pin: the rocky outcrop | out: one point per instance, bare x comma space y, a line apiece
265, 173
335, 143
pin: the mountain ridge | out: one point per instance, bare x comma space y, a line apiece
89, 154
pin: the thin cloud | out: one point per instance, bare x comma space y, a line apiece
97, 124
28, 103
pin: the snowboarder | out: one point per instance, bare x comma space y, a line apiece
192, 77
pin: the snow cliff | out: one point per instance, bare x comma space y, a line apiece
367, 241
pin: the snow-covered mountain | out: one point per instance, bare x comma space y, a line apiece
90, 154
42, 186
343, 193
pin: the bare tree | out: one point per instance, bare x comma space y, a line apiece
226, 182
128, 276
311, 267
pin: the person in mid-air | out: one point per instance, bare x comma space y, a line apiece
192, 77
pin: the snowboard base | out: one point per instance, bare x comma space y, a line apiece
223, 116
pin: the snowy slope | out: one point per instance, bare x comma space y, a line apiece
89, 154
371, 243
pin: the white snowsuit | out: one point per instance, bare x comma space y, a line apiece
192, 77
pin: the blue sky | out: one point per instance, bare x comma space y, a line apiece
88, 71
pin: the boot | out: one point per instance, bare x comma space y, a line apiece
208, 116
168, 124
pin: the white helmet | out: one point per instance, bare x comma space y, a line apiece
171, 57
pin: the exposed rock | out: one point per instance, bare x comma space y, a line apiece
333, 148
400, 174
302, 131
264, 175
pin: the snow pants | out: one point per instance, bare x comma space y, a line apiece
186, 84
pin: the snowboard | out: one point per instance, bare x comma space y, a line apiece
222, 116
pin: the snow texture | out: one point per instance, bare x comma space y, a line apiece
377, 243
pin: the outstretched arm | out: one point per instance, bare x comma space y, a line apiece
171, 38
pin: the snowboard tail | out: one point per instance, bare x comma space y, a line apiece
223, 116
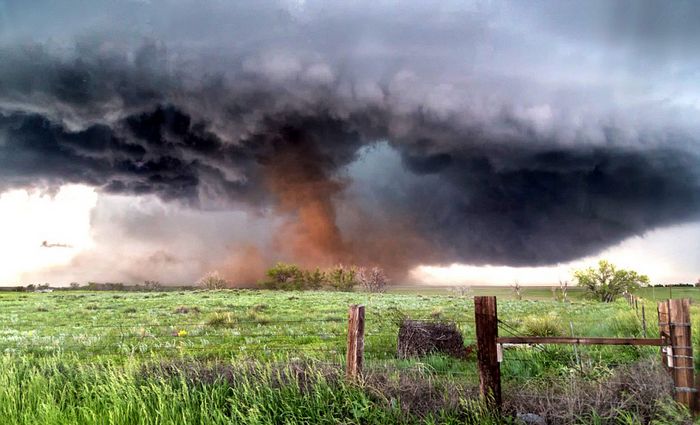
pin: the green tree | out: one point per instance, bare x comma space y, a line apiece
342, 278
607, 282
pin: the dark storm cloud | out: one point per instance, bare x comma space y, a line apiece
510, 158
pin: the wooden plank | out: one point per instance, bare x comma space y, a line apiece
356, 342
579, 340
664, 332
682, 345
486, 318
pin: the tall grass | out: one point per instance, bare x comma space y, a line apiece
52, 391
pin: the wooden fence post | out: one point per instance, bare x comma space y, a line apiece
356, 341
682, 354
486, 319
664, 332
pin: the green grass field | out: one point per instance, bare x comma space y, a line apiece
102, 341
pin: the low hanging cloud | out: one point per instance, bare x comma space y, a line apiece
495, 165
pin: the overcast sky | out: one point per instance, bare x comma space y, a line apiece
478, 142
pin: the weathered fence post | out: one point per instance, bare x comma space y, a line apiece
356, 341
486, 319
682, 352
664, 332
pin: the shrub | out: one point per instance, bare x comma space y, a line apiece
517, 290
342, 278
607, 282
373, 280
212, 280
313, 279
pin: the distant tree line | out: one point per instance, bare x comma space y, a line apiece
285, 276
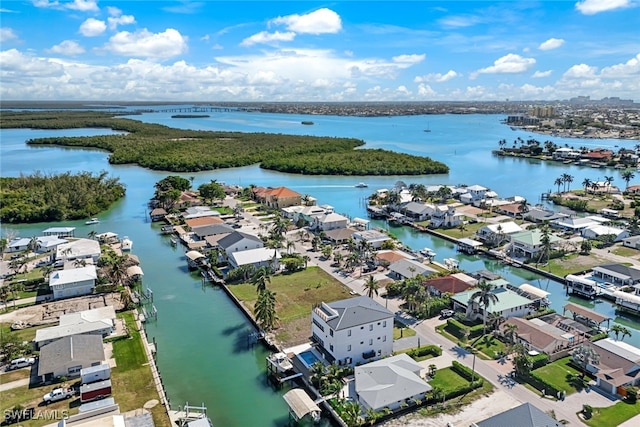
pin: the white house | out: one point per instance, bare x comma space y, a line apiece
352, 331
389, 383
259, 257
330, 221
238, 241
73, 282
79, 249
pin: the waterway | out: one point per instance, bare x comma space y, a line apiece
202, 338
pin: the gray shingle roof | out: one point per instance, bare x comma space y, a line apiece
357, 311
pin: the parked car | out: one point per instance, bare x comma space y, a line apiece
20, 362
446, 313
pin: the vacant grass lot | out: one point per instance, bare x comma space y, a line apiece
558, 374
295, 296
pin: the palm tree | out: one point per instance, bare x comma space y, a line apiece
371, 286
484, 297
265, 310
260, 278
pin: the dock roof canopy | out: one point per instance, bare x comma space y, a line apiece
300, 402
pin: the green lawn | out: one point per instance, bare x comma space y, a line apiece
613, 415
558, 374
295, 293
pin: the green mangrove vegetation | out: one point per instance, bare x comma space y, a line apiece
162, 148
47, 198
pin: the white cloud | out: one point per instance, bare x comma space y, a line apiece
7, 34
409, 59
437, 77
92, 27
117, 18
541, 74
551, 44
67, 47
321, 21
267, 38
591, 7
508, 64
146, 44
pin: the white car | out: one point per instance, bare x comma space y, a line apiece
21, 362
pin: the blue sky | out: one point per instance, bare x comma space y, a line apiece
318, 51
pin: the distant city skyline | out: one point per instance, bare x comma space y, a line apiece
252, 51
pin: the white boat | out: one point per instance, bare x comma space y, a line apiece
281, 362
126, 244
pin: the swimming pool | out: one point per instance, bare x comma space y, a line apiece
308, 358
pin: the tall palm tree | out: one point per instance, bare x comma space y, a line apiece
371, 286
484, 296
265, 310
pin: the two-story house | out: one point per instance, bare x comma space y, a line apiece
351, 331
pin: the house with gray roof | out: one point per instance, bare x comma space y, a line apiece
352, 331
239, 241
67, 356
525, 415
389, 383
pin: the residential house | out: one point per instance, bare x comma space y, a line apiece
618, 365
616, 274
525, 415
98, 321
259, 257
80, 249
352, 331
389, 383
330, 221
73, 282
239, 241
408, 269
598, 231
498, 233
67, 356
62, 232
446, 285
539, 336
528, 243
374, 237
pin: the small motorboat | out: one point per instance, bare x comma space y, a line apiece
126, 244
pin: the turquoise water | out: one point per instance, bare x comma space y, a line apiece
203, 354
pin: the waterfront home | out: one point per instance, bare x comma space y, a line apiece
616, 274
509, 304
62, 232
352, 331
537, 335
157, 214
73, 282
279, 198
19, 244
239, 241
498, 233
260, 257
596, 231
525, 415
81, 249
389, 383
618, 365
98, 321
407, 269
329, 221
374, 237
528, 243
67, 356
446, 285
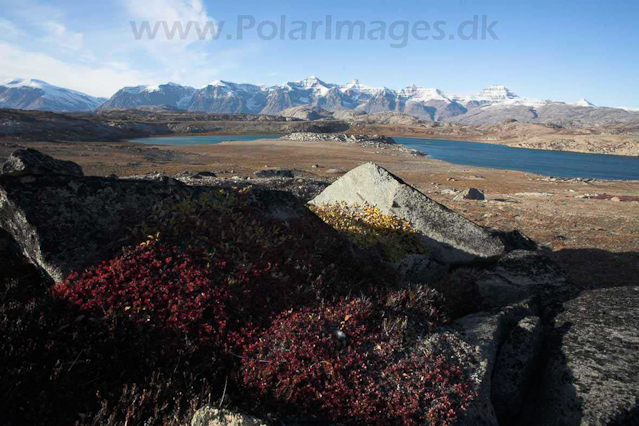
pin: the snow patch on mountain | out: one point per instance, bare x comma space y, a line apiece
583, 102
36, 94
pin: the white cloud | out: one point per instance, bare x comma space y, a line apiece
9, 31
60, 35
95, 81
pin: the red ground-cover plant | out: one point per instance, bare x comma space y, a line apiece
336, 360
155, 284
271, 308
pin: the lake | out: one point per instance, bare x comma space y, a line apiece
551, 163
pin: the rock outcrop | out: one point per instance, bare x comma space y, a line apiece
470, 194
591, 377
515, 368
272, 173
64, 222
208, 416
27, 161
475, 341
451, 237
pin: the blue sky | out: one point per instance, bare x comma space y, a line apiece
560, 50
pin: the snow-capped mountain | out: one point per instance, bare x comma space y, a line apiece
38, 95
583, 102
491, 105
171, 94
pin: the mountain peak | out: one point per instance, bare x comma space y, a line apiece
583, 102
497, 92
26, 82
312, 81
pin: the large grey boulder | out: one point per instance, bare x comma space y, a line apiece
450, 237
520, 275
64, 223
273, 173
470, 194
475, 342
592, 377
27, 161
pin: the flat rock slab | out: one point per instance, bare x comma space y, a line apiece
451, 237
475, 342
471, 194
520, 275
593, 373
515, 369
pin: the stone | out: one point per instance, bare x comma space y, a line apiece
205, 174
520, 275
451, 237
27, 161
470, 194
474, 341
515, 368
208, 416
417, 268
272, 173
591, 377
64, 223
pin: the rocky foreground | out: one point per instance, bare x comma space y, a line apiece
523, 345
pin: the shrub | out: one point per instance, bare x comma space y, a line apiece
336, 360
366, 226
155, 284
59, 364
221, 291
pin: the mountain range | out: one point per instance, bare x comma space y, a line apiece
38, 95
489, 106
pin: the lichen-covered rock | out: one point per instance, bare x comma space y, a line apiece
208, 416
518, 276
474, 341
514, 369
418, 268
592, 374
27, 161
470, 194
451, 237
272, 173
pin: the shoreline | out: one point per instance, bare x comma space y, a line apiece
542, 175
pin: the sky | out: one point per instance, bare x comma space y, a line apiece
559, 50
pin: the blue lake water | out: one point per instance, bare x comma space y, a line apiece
551, 163
203, 140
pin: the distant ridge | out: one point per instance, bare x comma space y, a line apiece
491, 105
32, 94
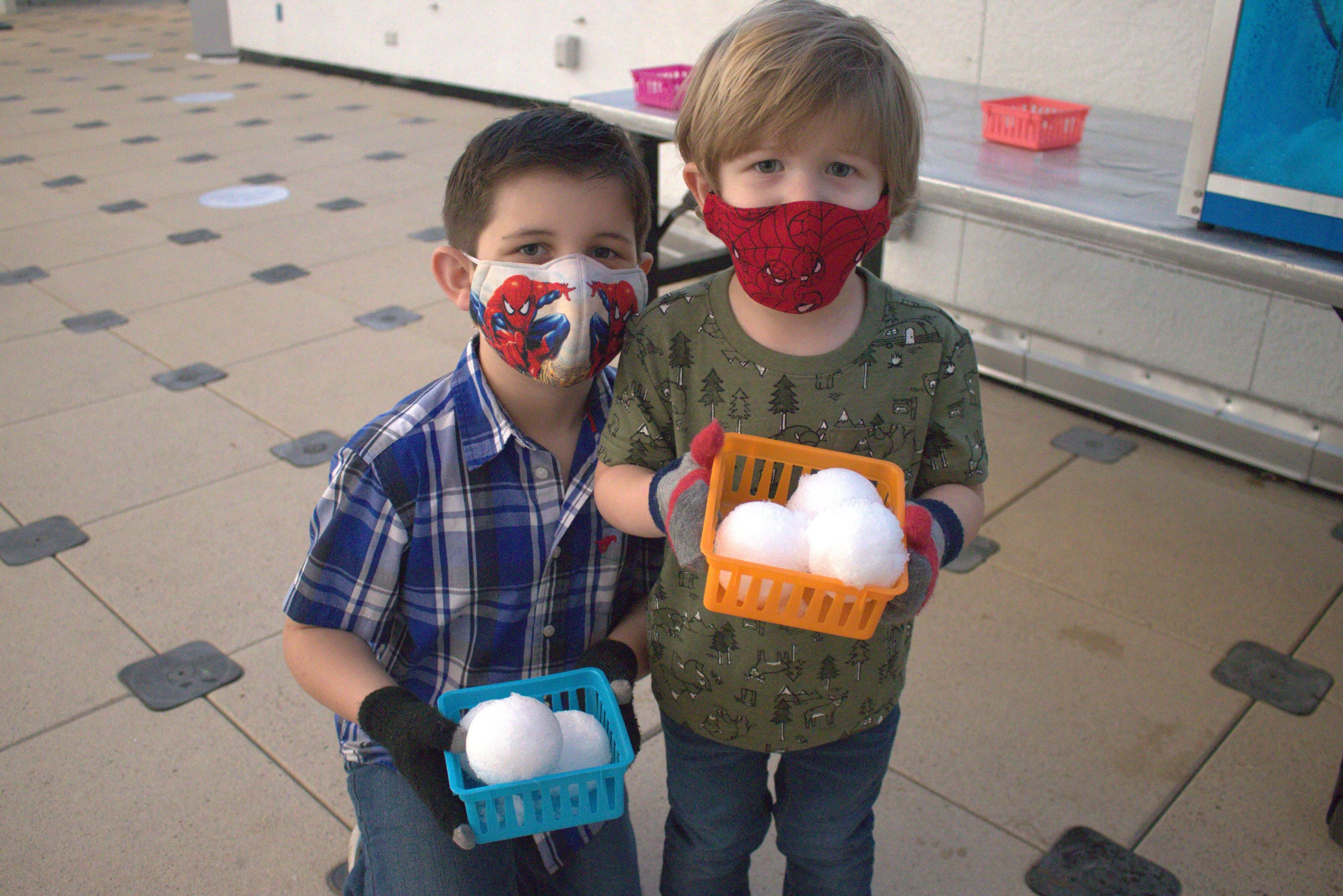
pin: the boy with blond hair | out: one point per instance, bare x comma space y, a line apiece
801, 135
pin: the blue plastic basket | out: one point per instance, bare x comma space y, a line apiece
551, 803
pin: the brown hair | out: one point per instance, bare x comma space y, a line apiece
551, 137
786, 62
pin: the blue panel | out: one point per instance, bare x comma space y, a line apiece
1274, 220
1283, 117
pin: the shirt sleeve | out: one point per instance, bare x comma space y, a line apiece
351, 577
639, 429
954, 447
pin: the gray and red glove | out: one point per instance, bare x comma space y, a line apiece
679, 497
934, 537
621, 667
418, 736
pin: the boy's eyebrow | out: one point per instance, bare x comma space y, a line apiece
538, 231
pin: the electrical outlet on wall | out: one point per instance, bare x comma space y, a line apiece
567, 51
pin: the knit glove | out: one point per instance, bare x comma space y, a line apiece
621, 667
417, 736
934, 537
679, 497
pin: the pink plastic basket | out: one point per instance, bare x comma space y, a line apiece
1033, 122
660, 86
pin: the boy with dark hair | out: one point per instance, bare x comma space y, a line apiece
801, 135
457, 542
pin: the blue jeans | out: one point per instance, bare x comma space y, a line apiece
405, 854
721, 809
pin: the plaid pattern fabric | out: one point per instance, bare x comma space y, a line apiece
448, 541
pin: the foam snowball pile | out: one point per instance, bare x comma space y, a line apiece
835, 525
518, 738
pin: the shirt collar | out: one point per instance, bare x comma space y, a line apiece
483, 425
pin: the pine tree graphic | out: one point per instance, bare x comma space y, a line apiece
711, 391
784, 402
680, 357
782, 714
741, 408
828, 670
866, 359
725, 642
858, 656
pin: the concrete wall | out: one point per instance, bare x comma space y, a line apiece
1142, 55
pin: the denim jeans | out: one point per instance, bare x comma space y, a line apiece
404, 852
721, 808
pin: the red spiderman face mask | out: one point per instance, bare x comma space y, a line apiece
796, 257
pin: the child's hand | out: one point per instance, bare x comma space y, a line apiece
417, 736
679, 497
923, 538
621, 667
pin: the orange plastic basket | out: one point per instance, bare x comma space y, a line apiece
1033, 122
754, 468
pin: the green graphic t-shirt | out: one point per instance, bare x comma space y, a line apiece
905, 388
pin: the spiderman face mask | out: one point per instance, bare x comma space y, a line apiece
796, 257
561, 322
────
_TO DO_
Quote the line that contains "pin: the pink" and each line after it through the end of the data, exactly, leaving out everything else.

_RESPONSE TO THE TASK_
pin: the pink plastic basket | out: one point per instance, bare x comma space y, a line apiece
1033, 122
660, 86
pin: the boy with dark hair | out: one point per instance, bare x comma space y, a line apiece
801, 135
457, 542
pin: the blue jeans | out: one point per instance, bare x comma space y, a line apiece
405, 854
721, 809
pin: the plaid pattern fabric | out: one point per instance, bare x comma space y, a line apiece
448, 541
pin: the foam snowball pile | out: one point per instance, bare x comma space y, a line apiece
835, 525
518, 738
pin: the shirt collar | out: one point per instance, bare x comma space y, a line apiece
483, 425
pin: the pine tree graphic | out: one point per instance, bare x comma space y, a line apiece
711, 391
784, 402
680, 357
782, 714
741, 408
828, 670
866, 359
725, 642
858, 656
pin: the concrete wall | out: one point per instance, bare x comma space y, a line apiece
1142, 55
pin: the denim jeans | out: one point per instance, bare x comma space y, a line apiece
404, 852
721, 808
pin: the red spiderman face mask | out: one point per instance, bare x comma space y, a line apiece
796, 257
pin: the child's hand | out: one point per instance, bare x comma space y, a line apiece
417, 736
679, 497
923, 538
621, 667
pin: the orange plastic basket | out: one point per instance, bare x comma space y, a line apiece
1033, 122
754, 468
pin: the green graphic t-shirt | out: one point per instance, bare x comma space y, a line apiece
905, 388
pin: the spiderman face mask | out: one point per instance, bare x comma space y, a line apiece
796, 257
561, 322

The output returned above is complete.